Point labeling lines
┄┄┄┄┄┄┄┄┄┄┄┄┄┄┄┄┄┄┄┄
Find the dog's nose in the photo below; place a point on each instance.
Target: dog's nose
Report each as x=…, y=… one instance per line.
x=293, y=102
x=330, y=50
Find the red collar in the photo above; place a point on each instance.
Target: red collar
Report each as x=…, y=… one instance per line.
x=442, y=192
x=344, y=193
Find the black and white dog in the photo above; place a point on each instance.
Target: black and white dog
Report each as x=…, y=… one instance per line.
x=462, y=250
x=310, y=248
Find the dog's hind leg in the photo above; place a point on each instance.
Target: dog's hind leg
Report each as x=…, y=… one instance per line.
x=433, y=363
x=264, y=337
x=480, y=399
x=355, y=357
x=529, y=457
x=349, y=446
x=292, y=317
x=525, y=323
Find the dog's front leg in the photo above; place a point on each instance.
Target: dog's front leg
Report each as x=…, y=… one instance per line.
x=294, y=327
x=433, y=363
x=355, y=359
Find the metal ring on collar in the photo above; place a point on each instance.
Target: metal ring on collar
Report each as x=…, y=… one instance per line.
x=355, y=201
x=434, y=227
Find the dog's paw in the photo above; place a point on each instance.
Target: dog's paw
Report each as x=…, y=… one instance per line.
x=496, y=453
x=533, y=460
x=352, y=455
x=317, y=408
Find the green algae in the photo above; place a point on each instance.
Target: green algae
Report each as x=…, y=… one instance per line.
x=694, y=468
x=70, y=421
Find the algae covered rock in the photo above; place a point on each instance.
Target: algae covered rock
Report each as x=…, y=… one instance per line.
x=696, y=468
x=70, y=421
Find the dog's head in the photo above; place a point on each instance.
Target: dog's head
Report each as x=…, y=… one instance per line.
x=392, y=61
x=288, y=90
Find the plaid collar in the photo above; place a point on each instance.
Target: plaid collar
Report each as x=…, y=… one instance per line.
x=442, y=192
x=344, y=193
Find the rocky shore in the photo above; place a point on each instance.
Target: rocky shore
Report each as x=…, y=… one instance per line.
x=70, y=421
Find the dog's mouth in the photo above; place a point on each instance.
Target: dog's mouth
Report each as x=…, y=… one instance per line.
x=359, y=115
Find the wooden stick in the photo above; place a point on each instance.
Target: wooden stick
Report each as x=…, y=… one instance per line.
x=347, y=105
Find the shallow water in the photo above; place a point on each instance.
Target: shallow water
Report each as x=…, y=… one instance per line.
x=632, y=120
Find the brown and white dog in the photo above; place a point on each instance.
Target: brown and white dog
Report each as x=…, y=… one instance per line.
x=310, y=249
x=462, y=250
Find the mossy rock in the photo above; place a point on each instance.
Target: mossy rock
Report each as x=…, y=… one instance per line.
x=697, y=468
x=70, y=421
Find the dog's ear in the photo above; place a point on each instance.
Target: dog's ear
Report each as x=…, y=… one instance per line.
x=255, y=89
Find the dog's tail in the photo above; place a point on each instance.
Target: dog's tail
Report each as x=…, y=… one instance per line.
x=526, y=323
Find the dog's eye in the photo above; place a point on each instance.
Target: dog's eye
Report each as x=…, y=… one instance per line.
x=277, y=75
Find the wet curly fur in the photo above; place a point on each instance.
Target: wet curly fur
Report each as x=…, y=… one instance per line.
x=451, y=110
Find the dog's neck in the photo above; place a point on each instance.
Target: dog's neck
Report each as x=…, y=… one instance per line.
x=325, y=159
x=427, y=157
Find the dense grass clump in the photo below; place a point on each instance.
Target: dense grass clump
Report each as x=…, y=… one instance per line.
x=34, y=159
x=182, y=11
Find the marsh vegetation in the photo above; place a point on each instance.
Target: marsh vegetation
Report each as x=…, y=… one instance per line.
┄┄┄┄┄┄┄┄┄┄┄┄┄┄┄┄┄┄┄┄
WHAT TO DO: Write out again every line in the stretch from the one containing "Find the mossy" through the one containing "x=427, y=157", multiplying each x and y coordinate by 0.75 and rounding to the nearest whole number, with halves rounded up. Leave all other text unchanged.

COMPLETE ANSWER:
Find the mossy rock in the photo above; place a point on each instance.
Target: mossy rock
Report each as x=…, y=… one instance per line.
x=523, y=351
x=53, y=316
Find the dog's ear in the photo above; place a point on each instance.
Target: dog's ear
Report each as x=…, y=… one instance per line.
x=191, y=67
Find the dog's tail in the photo above; place a point on each instance.
Target: dog's tail
Report each as x=…, y=… one instance per line.
x=395, y=242
Find the dog's eye in the photo above; place a point on each instance.
Target: dog's eye
Report each as x=…, y=… one instance per line.
x=208, y=56
Find the wet curly fur in the photo above; place a point on each instance.
Target: wet curly fur
Report each as x=…, y=… one instance per line.
x=338, y=83
Find the dog's neck in the photo above; place a point on each instance.
Target: dog's neck
Report each as x=…, y=… one instance per line.
x=244, y=119
x=320, y=118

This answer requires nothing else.